(Saved entries)
================================

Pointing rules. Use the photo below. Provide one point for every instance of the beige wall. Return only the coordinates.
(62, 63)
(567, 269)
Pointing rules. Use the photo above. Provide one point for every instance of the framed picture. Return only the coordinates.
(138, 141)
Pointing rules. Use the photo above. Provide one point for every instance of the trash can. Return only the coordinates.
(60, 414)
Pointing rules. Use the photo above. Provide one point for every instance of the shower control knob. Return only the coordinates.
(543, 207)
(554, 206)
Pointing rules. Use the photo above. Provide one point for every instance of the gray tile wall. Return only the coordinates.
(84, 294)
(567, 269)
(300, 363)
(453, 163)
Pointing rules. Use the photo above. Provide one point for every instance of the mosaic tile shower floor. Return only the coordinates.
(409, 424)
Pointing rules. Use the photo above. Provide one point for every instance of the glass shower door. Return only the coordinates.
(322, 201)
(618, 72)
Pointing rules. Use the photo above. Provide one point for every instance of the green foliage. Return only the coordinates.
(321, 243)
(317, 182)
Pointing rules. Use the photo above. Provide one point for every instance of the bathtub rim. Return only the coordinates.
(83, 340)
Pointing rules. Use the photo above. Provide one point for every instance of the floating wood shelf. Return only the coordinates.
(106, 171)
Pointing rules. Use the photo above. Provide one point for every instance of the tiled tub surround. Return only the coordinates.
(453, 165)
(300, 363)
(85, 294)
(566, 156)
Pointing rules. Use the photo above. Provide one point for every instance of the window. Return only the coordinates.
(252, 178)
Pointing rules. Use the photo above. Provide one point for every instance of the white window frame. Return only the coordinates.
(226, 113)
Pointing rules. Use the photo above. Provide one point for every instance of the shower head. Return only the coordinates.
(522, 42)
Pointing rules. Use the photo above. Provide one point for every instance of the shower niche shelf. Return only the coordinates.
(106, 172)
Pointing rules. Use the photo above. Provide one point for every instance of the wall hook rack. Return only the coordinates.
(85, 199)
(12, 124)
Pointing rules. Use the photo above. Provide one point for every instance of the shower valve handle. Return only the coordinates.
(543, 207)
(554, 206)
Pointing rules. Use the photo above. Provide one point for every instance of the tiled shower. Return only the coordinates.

================================

What is expected:
Only the lines from the one with "tile wall. Return only the coordinates." through the final line above belong in the answer, each reproduced word for word.

Your response:
Pointing rules. Use the photo above. Provide one point for every instance of the gray tile wall. Return only the coordinates.
(84, 294)
(567, 269)
(300, 363)
(453, 163)
Pointing rules. Use the photo above. Provide one point for every instance of the mosaic tile shower floor. Return only the coordinates.
(409, 424)
Pointing rules. Use the photo above. Provide one point for every instance of the glass shower door. Return only the coordinates.
(322, 201)
(618, 72)
Pointing rules. Use the photo above. Provide one point for every instance of the green foliage. Return only the coordinates.
(321, 243)
(317, 182)
Pointing rules. Use the photo above. Provide one point for every instance of the bathtub rim. Return only the coordinates.
(83, 340)
Pointing rules. Use the photo above. Provide one point for every instance of the floating wood shelf. Return only the coordinates.
(106, 171)
Pointing rules. Use the photo above. Provide one point for every instance of the tiled tub surround. Return only the coordinates.
(453, 165)
(300, 363)
(85, 294)
(566, 156)
Pointing rules. Use the photo above. Provide one point for every instance of the window. Return only the coordinates.
(252, 178)
Pointing rules. Use the photo above. Provide one point for every instance of the white window frame. Return only the coordinates.
(226, 113)
Pointing rules. Use the photo above. Provide one point for every instance of the shower head. Return only the coordinates.
(522, 42)
Pointing rules. Use the photo above. Provide one point for every instance of the shower niche shelf. Return only the coordinates.
(106, 172)
Pointing rules. Use the photo above. Provide one point for every instance of the wall hook rack. Return only the coordinates.
(85, 199)
(12, 124)
Pointing rules. Use the photo above. Provide one point for every instance of the shower valve handle. Return only the coordinates.
(543, 207)
(554, 206)
Pointing rules. Use the photo above. Provide one point for every instance of the tiled shower. Return only the coordinates.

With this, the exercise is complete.